- _WORK TASK_
Having read the material, return every line of it exactly.

- _GIVEN DATA_

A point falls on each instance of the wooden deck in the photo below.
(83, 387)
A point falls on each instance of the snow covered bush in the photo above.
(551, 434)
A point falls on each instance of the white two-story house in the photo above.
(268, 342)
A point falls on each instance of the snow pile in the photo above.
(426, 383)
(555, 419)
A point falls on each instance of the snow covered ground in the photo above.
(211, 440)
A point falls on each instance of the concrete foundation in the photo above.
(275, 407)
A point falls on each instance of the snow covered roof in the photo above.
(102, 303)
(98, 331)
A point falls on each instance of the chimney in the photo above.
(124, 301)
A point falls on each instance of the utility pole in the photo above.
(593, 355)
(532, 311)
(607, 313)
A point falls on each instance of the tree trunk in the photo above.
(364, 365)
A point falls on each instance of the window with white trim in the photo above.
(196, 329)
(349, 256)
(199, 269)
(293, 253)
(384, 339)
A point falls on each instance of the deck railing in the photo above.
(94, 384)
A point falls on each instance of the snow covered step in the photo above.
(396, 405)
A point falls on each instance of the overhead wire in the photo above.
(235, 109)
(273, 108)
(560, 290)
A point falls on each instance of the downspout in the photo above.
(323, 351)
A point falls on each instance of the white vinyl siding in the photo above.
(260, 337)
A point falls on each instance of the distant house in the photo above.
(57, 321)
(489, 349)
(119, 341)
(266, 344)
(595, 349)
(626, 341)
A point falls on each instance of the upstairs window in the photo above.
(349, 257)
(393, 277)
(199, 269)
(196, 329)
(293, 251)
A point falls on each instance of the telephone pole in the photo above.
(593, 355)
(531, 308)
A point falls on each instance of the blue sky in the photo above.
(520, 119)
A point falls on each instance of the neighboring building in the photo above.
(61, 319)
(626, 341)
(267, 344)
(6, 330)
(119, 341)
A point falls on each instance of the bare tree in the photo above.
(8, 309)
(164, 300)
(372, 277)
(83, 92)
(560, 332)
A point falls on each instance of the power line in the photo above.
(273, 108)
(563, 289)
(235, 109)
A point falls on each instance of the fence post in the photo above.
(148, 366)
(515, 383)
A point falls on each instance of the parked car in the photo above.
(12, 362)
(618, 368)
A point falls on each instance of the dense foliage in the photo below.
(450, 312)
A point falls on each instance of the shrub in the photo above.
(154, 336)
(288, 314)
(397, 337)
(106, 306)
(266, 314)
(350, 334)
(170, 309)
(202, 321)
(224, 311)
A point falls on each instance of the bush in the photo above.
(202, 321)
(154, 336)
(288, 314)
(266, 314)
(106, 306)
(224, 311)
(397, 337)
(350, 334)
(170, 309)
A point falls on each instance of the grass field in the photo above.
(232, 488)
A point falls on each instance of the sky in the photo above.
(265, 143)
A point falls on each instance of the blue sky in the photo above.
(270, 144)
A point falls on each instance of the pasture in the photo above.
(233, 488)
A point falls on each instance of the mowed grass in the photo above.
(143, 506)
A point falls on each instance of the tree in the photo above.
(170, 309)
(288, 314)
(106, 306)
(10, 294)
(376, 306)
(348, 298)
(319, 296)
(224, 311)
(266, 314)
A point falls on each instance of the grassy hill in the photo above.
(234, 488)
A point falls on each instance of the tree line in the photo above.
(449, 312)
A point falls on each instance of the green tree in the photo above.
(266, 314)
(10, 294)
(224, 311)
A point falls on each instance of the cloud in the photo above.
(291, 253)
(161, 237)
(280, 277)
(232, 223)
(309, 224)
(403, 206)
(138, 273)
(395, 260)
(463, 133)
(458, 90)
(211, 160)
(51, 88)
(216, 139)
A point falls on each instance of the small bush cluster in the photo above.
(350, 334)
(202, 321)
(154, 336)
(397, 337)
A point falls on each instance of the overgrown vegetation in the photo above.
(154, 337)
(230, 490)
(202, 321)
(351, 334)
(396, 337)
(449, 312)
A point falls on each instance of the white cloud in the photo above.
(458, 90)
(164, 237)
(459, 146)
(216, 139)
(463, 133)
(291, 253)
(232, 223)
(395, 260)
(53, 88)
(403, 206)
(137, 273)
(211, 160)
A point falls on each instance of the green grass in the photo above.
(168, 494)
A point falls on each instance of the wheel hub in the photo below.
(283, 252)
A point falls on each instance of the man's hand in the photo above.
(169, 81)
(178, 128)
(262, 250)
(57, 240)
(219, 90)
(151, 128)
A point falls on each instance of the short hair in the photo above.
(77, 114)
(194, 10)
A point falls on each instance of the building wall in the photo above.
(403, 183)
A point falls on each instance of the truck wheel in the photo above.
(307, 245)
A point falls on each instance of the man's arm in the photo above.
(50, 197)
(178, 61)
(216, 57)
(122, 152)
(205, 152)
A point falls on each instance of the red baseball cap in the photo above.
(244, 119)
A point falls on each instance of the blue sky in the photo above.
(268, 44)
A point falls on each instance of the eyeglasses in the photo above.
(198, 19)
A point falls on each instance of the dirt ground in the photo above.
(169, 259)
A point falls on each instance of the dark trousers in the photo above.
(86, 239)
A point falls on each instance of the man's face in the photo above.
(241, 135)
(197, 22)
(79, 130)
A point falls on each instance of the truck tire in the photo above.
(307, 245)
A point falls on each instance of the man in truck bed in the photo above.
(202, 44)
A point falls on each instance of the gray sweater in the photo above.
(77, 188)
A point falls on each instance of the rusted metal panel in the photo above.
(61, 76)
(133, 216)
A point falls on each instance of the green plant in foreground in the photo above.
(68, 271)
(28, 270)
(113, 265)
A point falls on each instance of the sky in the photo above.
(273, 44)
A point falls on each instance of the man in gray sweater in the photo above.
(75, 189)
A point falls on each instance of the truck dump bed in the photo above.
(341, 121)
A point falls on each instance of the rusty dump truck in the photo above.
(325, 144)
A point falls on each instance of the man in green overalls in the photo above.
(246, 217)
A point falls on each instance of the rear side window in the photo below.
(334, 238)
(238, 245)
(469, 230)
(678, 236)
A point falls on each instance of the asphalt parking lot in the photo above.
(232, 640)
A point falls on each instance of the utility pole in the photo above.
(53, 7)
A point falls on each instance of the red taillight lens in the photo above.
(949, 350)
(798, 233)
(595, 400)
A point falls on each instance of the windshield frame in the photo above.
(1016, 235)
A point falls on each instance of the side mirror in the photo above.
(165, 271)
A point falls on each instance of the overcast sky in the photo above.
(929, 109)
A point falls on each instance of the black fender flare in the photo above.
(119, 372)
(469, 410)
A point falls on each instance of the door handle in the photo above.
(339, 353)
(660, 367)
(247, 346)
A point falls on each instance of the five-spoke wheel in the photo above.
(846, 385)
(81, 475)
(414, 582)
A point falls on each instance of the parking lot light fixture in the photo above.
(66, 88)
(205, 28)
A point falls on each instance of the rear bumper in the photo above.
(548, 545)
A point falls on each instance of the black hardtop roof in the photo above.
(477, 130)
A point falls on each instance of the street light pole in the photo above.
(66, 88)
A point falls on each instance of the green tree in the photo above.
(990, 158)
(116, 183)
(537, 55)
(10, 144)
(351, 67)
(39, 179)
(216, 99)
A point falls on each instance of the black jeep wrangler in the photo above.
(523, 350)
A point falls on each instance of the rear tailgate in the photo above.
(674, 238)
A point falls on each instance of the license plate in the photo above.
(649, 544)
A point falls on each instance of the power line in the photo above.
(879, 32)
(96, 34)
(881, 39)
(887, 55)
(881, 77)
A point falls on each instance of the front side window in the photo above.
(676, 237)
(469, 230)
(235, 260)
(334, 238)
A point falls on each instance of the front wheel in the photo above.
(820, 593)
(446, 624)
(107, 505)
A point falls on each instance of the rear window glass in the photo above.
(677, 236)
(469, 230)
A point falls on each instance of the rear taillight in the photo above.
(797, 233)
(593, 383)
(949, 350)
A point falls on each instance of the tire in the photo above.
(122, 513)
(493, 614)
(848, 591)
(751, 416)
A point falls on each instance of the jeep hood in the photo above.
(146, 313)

- _REPLY TO THE EXERCISE_
A point falls on each instance of the wooden deck in the photo below.
(83, 387)
A point falls on each instance of the snow covered bush in the photo above.
(551, 434)
A point falls on each instance of the white two-story house in the photo above.
(268, 342)
A point falls on each instance of the snow pile in the photo above.
(426, 383)
(555, 419)
A point falls on each instance of the snow covered ground in the photo above.
(211, 440)
A point falls on each instance of the concrete foundation in the photo above.
(275, 407)
A point falls on each instance of the snow covered roof in the photo above.
(102, 303)
(98, 331)
A point falls on each instance of the chimney in the photo above.
(124, 301)
A point falls on each instance of the utility pole in the photo above.
(593, 355)
(532, 311)
(607, 313)
A point falls on each instance of the tree trunk in the photo above.
(364, 365)
A point falls on each instance of the window with white trim in the photo above.
(196, 329)
(349, 256)
(199, 269)
(293, 253)
(384, 339)
A point falls on each instance of the deck railing in the photo above.
(94, 384)
A point falls on each instance of the snow covered step in the photo above.
(396, 405)
A point falls on each instance of the overhead wire in the photo above.
(235, 109)
(273, 108)
(560, 290)
A point falls on each instance of the downspout in the photo above.
(323, 351)
A point falls on each instance of the white vinyl siding in the photo above.
(260, 337)
A point falls on each instance of the distant house in the photo above.
(57, 321)
(489, 349)
(119, 341)
(266, 344)
(595, 349)
(626, 341)
A point falls on each instance of the upstairs window in the photo above.
(349, 257)
(393, 277)
(199, 269)
(196, 329)
(293, 251)
A point falls on each instance of the telephone pole in the photo above.
(593, 355)
(531, 308)
A point falls on each instance of the blue sky in the photo above.
(520, 119)
A point falls on each instance of the neighboring building in the photo above.
(61, 319)
(626, 341)
(267, 344)
(6, 330)
(119, 341)
A point falls on each instance of the bare tree in the photo above.
(8, 309)
(164, 300)
(372, 277)
(83, 92)
(560, 332)
A point falls on each instance of the power line in the photo above.
(273, 108)
(563, 289)
(235, 109)
A point falls on each instance of the fence post in the photo above.
(148, 366)
(515, 383)
A point falls on each instance of the parked car in the photo above.
(12, 362)
(618, 368)
A point falls on each instance of the dense foliage in the photo below.
(450, 312)
A point falls on each instance of the shrub in the photo above.
(154, 336)
(288, 314)
(397, 337)
(106, 306)
(266, 314)
(350, 334)
(170, 309)
(202, 321)
(224, 311)
A point falls on each instance of the bush in the photo above.
(202, 321)
(154, 336)
(288, 314)
(266, 314)
(106, 306)
(224, 311)
(397, 337)
(350, 334)
(170, 309)
A point falls on each instance of the grass field in the photo above.
(232, 488)
A point falls on each instance of the sky in the photo above.
(265, 143)
A point falls on each instance of the blue sky in the photo above.
(270, 144)
A point falls on each instance of the pasture in the photo above.
(233, 488)
A point falls on each instance of the mowed grass in the photo above.
(143, 506)
A point falls on each instance of the tree in the photo above.
(170, 309)
(288, 314)
(106, 306)
(10, 294)
(376, 306)
(348, 298)
(319, 296)
(224, 311)
(266, 314)
A point falls on each instance of the grassy hill in the photo above.
(234, 488)
A point falls on each instance of the tree line in the photo above.
(449, 312)
A point falls on each instance of the green tree in the photo above.
(266, 314)
(10, 294)
(224, 311)
A point falls on each instance of the cloud in the photo above.
(291, 253)
(161, 237)
(280, 277)
(232, 223)
(309, 224)
(403, 206)
(138, 273)
(395, 260)
(463, 133)
(458, 90)
(211, 160)
(51, 88)
(216, 139)
A point falls on each instance of the small bush cluster in the photo above.
(350, 334)
(202, 321)
(154, 336)
(397, 337)
A point falls on each instance of the overgrown vegetation in the photo above.
(154, 337)
(230, 490)
(202, 321)
(351, 334)
(396, 337)
(449, 312)
A point falls on each instance of the white cloud in the photo above.
(458, 90)
(164, 237)
(459, 146)
(216, 139)
(463, 133)
(291, 253)
(232, 223)
(395, 260)
(53, 88)
(403, 206)
(137, 273)
(211, 160)
A point falls on each instance of the green grass in the photo above.
(168, 494)
A point falls on each instance of the wheel hub in the photo below.
(283, 252)
A point falls on each instance of the man's hand in the photo above.
(169, 81)
(178, 128)
(262, 250)
(57, 240)
(219, 90)
(151, 128)
A point falls on each instance of the short hair in the photo above.
(77, 114)
(194, 10)
A point falls on each instance of the building wall in the photo above.
(403, 183)
A point falls on each instance of the truck wheel in the photo above.
(307, 245)
A point falls on each instance of the man's arm in the photo above.
(50, 197)
(178, 61)
(216, 57)
(122, 152)
(205, 152)
A point falls on each instance of the red baseball cap in the photo above.
(244, 119)
A point falls on each instance of the blue sky in the photo above.
(268, 44)
A point falls on each instance of the eyeglasses in the photo above.
(198, 19)
A point falls on each instance of the dirt ground in the photo above.
(169, 259)
A point falls on each instance of the dark trousers in the photo above.
(86, 239)
A point falls on each instance of the man's face in the photo above.
(241, 135)
(197, 22)
(79, 130)
A point falls on each instance of the truck tire in the photo above.
(307, 245)
A point falls on each instance of the man in truck bed in the photo above.
(202, 44)
A point falls on each instance of the gray sweater in the photo above.
(77, 188)
A point falls on each instance of the rusted metal panel in the photo above.
(61, 76)
(133, 216)
A point falls on each instance of the green plant in foreground in the photo above.
(68, 271)
(28, 270)
(113, 265)
A point falls on each instance of the sky in the photo above.
(273, 44)
A point falls on each instance of the man in gray sweater in the photo above.
(75, 189)
A point falls on each instance of the truck dump bed in the photo above.
(341, 121)
A point falls on each instance of the rusty dump truck in the photo above.
(325, 144)
A point falls on each instance of the man in green overalls in the photo above.
(246, 217)
A point falls on each instance of the rear side window in the photo below.
(334, 238)
(238, 245)
(469, 230)
(678, 236)
A point falls on each instance of the asphalt parking lot in the photo above.
(232, 640)
A point falls on each instance of the utility pole in the photo above.
(53, 7)
A point falls on each instance of the red taillight lens in the photo above.
(949, 350)
(798, 233)
(595, 400)
A point falls on each instance of the windshield frame in the photo above.
(1016, 235)
A point falls on each instance of the side mirror in the photo above.
(165, 271)
A point falls on each instance of the overcast sky in the photo above.
(929, 109)
A point falls on each instance of the black fender flare in the photo above.
(119, 372)
(469, 410)
A point falls on each instance of the door handle in the photo above.
(339, 353)
(660, 367)
(247, 346)
A point falls on each instance of the five-spoke wheel in the photo above.
(846, 385)
(81, 475)
(414, 582)
A point falls on each instance of the parking lot light fixture in the photo above.
(66, 88)
(205, 28)
A point falls on each instance of the rear bumper in the photo above.
(548, 545)
A point falls on each instance of the black hardtop roof in the photo above.
(477, 130)
A point falls on each instance of the street light pole in the photo above.
(66, 88)
A point falls on each instance of the green tree in the photo above.
(990, 158)
(116, 183)
(537, 55)
(10, 144)
(351, 67)
(39, 179)
(216, 99)
A point falls on each instance of the black jeep wrangler in the photo above.
(523, 350)
A point falls on each instance of the rear tailgate in the photo above.
(674, 238)
A point falls on each instance of the license plate in the photo above.
(649, 544)
A point falls on each instance of the power line in the photo above.
(879, 32)
(96, 34)
(881, 39)
(887, 55)
(881, 77)
A point falls on each instance of the front side window in the photo above.
(676, 237)
(469, 230)
(235, 260)
(334, 238)
A point falls on each instance of the front wheel in the photo above.
(820, 593)
(446, 624)
(107, 505)
A point falls on each instance of the rear window glass in the photo above.
(677, 236)
(469, 230)
A point falls on each instance of the rear taillight in the photo above.
(797, 233)
(593, 383)
(949, 350)
A point falls on each instance of the tire in the photo above.
(122, 513)
(493, 614)
(848, 591)
(751, 416)
A point falls on each instance of the jeep hood in the photo above.
(146, 313)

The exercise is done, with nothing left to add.